• _Text excerpt_:
[Start of section]

Blood samples were collected periodically over 28 weeks to measure nucleoside levels (Figure 1). At 3.5 weeks after AAV administration, plasma dThd concentration had decreased to wild-type (wt) values in six of eight (75%) animals treated with the lowest dose (2 × 1011 gc/kg), and three of them (37.5%) maintained these low levels over the 28 weeks of monitoring. Higher doses led to a reduction in plasma dThd below wt levels by 0.5 weeks after treatment in all but one animal (17 of 18), and the reduction was maintained over the entire time monitored. Only one mouse treated with 1012 gc/kg did not respond to the treatment (Figure 1a). Similar results were obtained for plasma dUrd levels (Figure 1b).

Eight months after the treatment (end of the study), a subgroup of mice was killed and tissues were collected for analysis. Nucleosides were measured in liver and three additional tissues affected in MNGIE patients (brain, skeletal muscle, and small intestine). In mice with reduced circulating dThd and dUrd concentrations after treatment (Figure 1 and Supplementary Figure S2), concomitant reductions were found in liver, brain, and skeletal muscle (Figure 2), demonstrating that TP activity in the liver efficiently clears dThd and dUrd from their entire distribution volume. Especially pronounced was the reduction in liver of animals receiving the higher AAV doses (undetectable dThd and dUrd in most cases), likely due to high local TP activity in the target tissue. In contrast, dThd and dUrd levels determined in small intestine were virtually unchanged in treated animals.

[End of section]

Records from a data source:

[Start of section]

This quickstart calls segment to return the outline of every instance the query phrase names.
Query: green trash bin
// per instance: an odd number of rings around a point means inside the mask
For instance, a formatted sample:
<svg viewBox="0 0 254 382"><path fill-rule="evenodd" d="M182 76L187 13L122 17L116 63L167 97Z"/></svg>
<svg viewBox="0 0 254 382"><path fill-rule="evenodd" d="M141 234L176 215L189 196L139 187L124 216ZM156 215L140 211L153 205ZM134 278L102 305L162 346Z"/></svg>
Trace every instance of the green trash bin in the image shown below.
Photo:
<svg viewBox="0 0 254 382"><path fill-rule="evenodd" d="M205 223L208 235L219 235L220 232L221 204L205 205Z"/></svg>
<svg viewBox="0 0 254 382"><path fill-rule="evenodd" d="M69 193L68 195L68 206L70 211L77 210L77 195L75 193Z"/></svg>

[End of section]

• _Problem requirements_: From the text on nucleoside measurements, write out everything from "Blood samples were" down to "levels (Figure 1b).".

• _Answer section_:
Blood samples were collected periodically over 28 weeks to measure nucleoside levels (Figure 1). At 3.5 weeks after AAV administration, plasma dThd concentration had decreased to wild-type (wt) values in six of eight (75%) animals treated with the lowest dose (2 × 1011 gc/kg), and three of them (37.5%) maintained these low levels over the 28 weeks of monitoring. Higher doses led to a reduction in plasma dThd below wt levels by 0.5 weeks after treatment in all but one animal (17 of 18), and the reduction was maintained over the entire time monitored. Only one mouse treated with 1012 gc/kg did not respond to the treatment (Figure 1a). Similar results were obtained for plasma dUrd levels (Figure 1b).